=== Short exercise ===
Swap "scouting log" for "survey record" everywhere it occurs in the records below and reproduce them with nothing else altered. Leave the pictures out of your answer.

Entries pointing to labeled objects
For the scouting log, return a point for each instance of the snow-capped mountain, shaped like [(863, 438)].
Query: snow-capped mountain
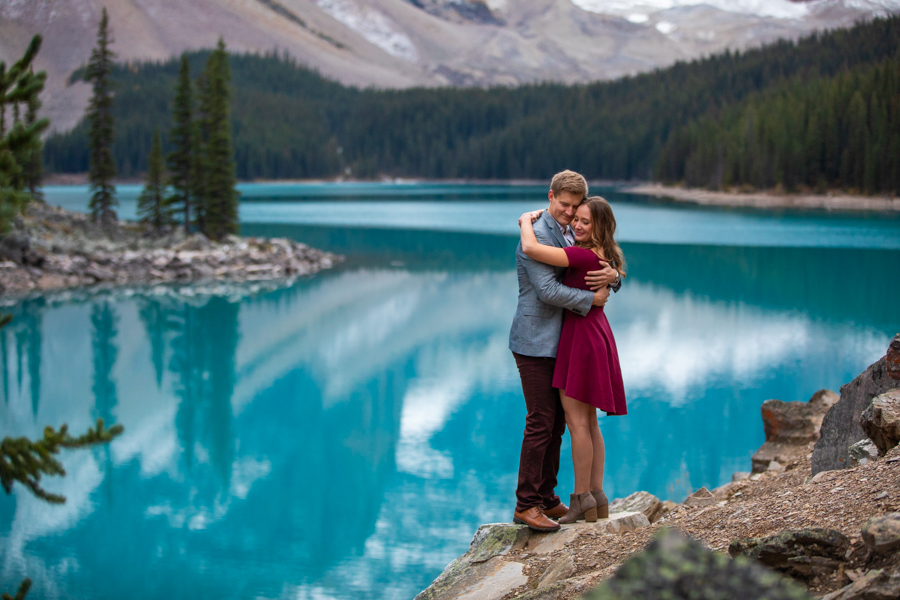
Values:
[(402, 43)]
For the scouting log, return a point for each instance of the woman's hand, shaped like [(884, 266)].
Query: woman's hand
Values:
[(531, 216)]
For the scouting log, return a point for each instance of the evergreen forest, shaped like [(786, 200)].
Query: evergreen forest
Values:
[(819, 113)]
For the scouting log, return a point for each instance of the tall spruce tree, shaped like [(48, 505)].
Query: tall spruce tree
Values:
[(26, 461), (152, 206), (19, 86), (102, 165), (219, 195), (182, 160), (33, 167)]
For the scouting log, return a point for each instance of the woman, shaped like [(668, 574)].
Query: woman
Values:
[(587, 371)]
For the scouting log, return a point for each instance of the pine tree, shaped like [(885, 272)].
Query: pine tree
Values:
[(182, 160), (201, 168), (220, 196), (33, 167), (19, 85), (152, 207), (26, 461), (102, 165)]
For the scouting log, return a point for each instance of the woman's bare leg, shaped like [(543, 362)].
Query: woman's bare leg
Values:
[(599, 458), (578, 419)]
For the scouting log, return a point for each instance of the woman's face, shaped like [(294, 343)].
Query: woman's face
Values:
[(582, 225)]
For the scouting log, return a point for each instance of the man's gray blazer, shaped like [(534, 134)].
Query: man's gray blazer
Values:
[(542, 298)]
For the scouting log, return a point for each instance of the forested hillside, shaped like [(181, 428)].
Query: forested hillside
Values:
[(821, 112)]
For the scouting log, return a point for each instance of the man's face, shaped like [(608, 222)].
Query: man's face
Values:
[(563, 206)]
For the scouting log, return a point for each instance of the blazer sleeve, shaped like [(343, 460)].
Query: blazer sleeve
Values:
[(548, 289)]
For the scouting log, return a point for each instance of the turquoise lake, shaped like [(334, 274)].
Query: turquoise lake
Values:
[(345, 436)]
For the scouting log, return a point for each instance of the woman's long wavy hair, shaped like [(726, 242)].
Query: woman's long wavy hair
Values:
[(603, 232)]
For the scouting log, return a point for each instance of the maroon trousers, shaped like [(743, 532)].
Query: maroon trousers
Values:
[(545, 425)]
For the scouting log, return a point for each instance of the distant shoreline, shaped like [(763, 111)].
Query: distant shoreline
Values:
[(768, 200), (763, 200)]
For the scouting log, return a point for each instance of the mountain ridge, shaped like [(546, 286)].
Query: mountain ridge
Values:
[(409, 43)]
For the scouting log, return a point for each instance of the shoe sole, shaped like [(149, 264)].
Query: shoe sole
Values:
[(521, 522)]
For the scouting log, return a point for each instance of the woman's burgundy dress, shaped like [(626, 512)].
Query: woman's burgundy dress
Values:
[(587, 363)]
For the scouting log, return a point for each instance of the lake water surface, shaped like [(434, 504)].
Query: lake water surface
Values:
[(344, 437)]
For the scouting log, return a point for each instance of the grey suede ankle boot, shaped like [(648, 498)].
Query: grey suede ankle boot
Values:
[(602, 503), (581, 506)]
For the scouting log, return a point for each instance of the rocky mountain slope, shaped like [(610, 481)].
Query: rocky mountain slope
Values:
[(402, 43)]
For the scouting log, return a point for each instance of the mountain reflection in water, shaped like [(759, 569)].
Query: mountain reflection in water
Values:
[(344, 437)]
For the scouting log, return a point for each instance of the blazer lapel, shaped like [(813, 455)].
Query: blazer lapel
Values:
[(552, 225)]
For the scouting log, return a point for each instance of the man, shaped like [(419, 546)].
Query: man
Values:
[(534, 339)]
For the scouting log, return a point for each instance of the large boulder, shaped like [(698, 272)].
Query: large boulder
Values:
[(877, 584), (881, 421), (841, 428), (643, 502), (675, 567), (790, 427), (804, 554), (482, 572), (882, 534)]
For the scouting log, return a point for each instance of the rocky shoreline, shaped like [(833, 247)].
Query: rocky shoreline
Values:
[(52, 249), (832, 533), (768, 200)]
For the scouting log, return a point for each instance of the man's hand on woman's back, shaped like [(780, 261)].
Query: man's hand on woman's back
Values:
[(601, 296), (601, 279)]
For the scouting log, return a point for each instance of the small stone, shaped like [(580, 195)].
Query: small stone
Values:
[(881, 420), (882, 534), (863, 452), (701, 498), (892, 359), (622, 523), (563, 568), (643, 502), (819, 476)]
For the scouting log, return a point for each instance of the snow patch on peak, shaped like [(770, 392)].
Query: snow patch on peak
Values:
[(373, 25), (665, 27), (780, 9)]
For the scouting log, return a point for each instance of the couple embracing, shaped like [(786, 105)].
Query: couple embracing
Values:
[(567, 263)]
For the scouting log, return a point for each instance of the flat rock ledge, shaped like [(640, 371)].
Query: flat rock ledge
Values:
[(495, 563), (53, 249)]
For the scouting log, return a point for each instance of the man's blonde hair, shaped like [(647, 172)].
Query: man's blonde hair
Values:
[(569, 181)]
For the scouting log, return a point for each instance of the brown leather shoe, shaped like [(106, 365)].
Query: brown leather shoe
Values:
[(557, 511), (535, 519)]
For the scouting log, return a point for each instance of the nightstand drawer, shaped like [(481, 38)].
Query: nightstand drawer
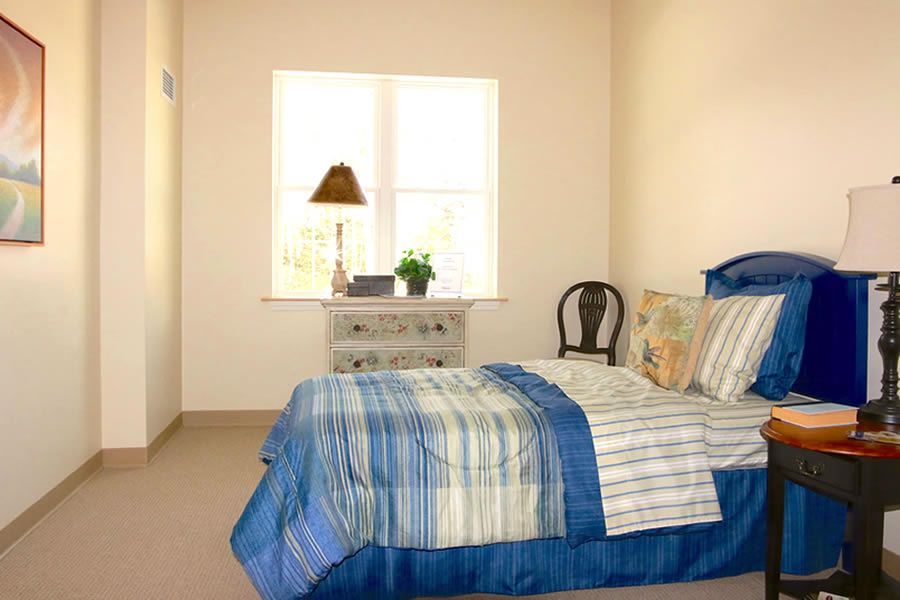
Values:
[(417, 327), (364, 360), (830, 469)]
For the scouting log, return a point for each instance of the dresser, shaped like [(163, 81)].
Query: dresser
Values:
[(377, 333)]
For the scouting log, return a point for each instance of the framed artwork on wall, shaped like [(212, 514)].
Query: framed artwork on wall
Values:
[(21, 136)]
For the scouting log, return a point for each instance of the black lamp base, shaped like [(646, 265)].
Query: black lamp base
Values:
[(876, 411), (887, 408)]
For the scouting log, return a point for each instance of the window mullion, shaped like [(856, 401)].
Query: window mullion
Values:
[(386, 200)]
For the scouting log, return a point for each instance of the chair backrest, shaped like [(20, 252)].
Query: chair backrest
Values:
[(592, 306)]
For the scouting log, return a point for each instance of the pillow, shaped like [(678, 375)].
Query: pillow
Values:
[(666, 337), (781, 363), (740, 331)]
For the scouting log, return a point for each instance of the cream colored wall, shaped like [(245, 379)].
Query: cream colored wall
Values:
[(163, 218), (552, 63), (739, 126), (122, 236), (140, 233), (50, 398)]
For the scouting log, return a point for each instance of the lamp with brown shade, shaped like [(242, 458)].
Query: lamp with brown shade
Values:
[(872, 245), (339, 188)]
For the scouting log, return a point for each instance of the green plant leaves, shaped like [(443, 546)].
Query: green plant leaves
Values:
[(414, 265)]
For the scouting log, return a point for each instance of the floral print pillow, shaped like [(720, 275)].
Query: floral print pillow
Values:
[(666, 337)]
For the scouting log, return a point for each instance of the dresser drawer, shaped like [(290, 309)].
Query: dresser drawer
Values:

=== Worked answer ===
For the survey record, return a point for each instance of the snow-capped mountain, shaped like [(863, 438)].
Query: snow-capped mountain
Values:
[(402, 43)]
For the survey record, return a point for each instance of the woman's hand, shaped like [(884, 266)].
Query: woman's hand
Values:
[(531, 216)]
For the survey record, return a point for each instance of the evergreen forest, shaped like [(786, 200)].
Query: evergreen forest
Values:
[(819, 113)]
For the survey record, return a point for each instance of the tall spruce tree, shaped like [(48, 505)].
Query: tall spruce tree
Values:
[(26, 461), (152, 206), (19, 86), (102, 165), (219, 195), (182, 160), (33, 167)]
For the survey record, return a point for each instance of the woman, shaped like [(668, 574)].
Query: woman
Values:
[(587, 371)]
For the survey record, return a point for each instance of the pine tree, shaped like [(885, 272)].
Query: pine tree
Values:
[(182, 160), (201, 168), (220, 196), (33, 167), (19, 85), (152, 207), (26, 461), (102, 165)]
For the survey record, return a point for each instance of the woman's bare leg, shaped like [(543, 362)].
Query: woman's bare leg
Values:
[(599, 458), (578, 419)]
For the survey record, return a point for each instance of the woman's face, shaped like [(294, 343)].
Query: woman's face
Values:
[(582, 225)]
For the survey record, return a point for each instance of the man's gray blazer, shaped like [(534, 134)].
Query: man's gray blazer
Values:
[(542, 298)]
For the survey record, return a point for each instance of the forested hillside, shaped like [(181, 428)].
Query: forested hillside
Values:
[(821, 112)]
For the survey record, return a point for each instance of the man's face, shaped like [(608, 222)].
Query: man's face
Values:
[(563, 206)]
For the survey record, return a point for each instance of the blazer sleeve, shaped like [(343, 460)].
Query: blazer sleeve
Values:
[(548, 289)]
For the survey record, return a point for each instance of the turquoise lake, shaped like [(334, 274)].
Query: turquoise lake
Values:
[(345, 436)]
For the survey record, return a point for each instance of the woman's long wavy hair, shaped like [(726, 242)].
Query: woman's long wavy hair
Values:
[(603, 232)]
For the survey record, return a point for each instance of the maroon trousers, shaped like [(743, 532)].
Query: maroon trousers
Values:
[(545, 425)]
For the survey record, return a point for each instance of the distant shoreline, shaped like [(763, 111)].
Query: distant shoreline
Values:
[(768, 200), (763, 200)]
For the survey record, return a point for each instance of the mountain ridge, shaped like [(546, 286)].
Query: mountain ridge
Values:
[(409, 43)]
For the survey record, return a point for each instance of the shoe sole, shaped like [(149, 264)].
Query: shoe sole
Values:
[(521, 522)]
For the survey record, return a point for each instance of the woman's burgundy dress, shaped like [(626, 512)].
Query: woman's burgundy dress
Values:
[(587, 363)]
For the survey record, return a point for each instance of the lake water surface, shaped like [(434, 504)].
Query: lake water surface
Values:
[(344, 437)]
For the survey record, return a point for each instance of the grey suede ankle boot, shaped like [(648, 498)].
Query: grey suede ankle boot
Values:
[(602, 503), (581, 506)]
For the survey record, return a point for each instance of the rocky mountain slope, shaped like [(610, 481)].
Query: rocky mountain slope
Values:
[(402, 43)]
For the survey record, return a point for each instance of the mountain reflection in water, shaped like [(759, 569)].
Query: mountain reflection in water
Values:
[(344, 437)]
For the survey record, return a point for each instance of the blazer lapel, shaped like [(813, 455)].
Query: blazer lapel
Values:
[(552, 225)]
For the survey record, return a point for each instance of the man, shaped like [(419, 546)].
Query: man
Values:
[(534, 339)]
For the survey record, return a point for each instance of the large boulder, shaped like [(698, 272)].
Query: large boulder
Values:
[(877, 584), (881, 421), (841, 428), (643, 502), (675, 567), (790, 427), (804, 554), (482, 572), (882, 534)]
For the survey record, return a point for each instance of the rocky shoreline, shaped like [(833, 247)].
Query: rocky shoreline
Values:
[(52, 249), (832, 533), (768, 200)]
For the survey record, return a point for each instance of the man's hand on woman's back, shaped like [(780, 261)].
Query: man's hand on woman's back
Values:
[(601, 296), (601, 279)]
For the survey record, return a point for each instance of the small stone, shaped like [(580, 195)].
Query: small stone
Values:
[(881, 420), (882, 534), (863, 452), (701, 498), (892, 359), (622, 523), (563, 568), (643, 502), (819, 476)]
For the survey record, return a point for each instance of the snow patch on peak, shaped like [(770, 392)].
Query: snow patch on peak
Values:
[(373, 25), (665, 27), (780, 9)]
For the survey record, return a point for each instance of the couple embracing, shaped like [(786, 105)].
Query: couple embracing
Values:
[(567, 263)]
For the survey record, return a point for each instance of the flat rock ledge, shaped like [(640, 371)].
Query: flat rock ledge
Values:
[(495, 563), (53, 249)]
For the survey record, return a point for each instance of the man's blonde hair, shaped like [(647, 172)].
Query: man's blonde hair
Values:
[(569, 181)]
For the survey record, return a point for each instance of the brown leather shoe, shaped like [(106, 365)].
Query: brown leather shoe
Values:
[(557, 511), (535, 519)]
For the survey record, return a point for each instance of the nightstand drawer, shaped like [(481, 38)].
Query: nightstand drawer
Values:
[(417, 327), (364, 360), (830, 469)]
For the survey record, return a point for each instance of the dresser, shaped like [(163, 81)].
Query: dresser
Values:
[(377, 333)]
For the survey record, return a point for each instance of the framed artwork on wall, shaped like [(212, 514)].
Query: framed artwork on wall
Values:
[(21, 136)]
For the survey record, return a point for each instance of the black lamp base, shaped like [(646, 265)].
Query: black lamp base
Values:
[(876, 411), (887, 408)]
For the survey record, return a point for each instance of the window mullion, shaped like [(856, 401)].
Query: window mullion
Values:
[(386, 200)]
For the survey record, return a point for each instance of the chair backrest, shaped like [(20, 252)].
Query: chair backrest
Values:
[(592, 306)]
For the survey record, return a point for each instance of the pillow, shaped like [(678, 375)].
Query: pillow
Values:
[(666, 337), (781, 363), (740, 331)]
For the survey record, return a point for each instance of the cream colored wall, shaped like [(245, 379)].
Query: cream colored wall
Values:
[(163, 218), (552, 63), (739, 126), (122, 236), (140, 233), (50, 398)]
For the survey record, return a point for each instance of the lamp with brown shade, shaped like [(242, 458)].
Query: lamp with brown shade
Values:
[(872, 245), (339, 188)]
For the survey record, return a point for each instance of the green plant leaves, shaped like [(443, 546)].
Query: green plant leaves
Values:
[(414, 265)]
For the survey record, return a point for each instance of the floral print pillow, shaped like [(720, 275)].
Query: floral print pillow
Values:
[(666, 337)]
For the survey record, return a point for each instance of the dresser drawer, shaped like [(290, 309)].
Query: dresser drawer
Values:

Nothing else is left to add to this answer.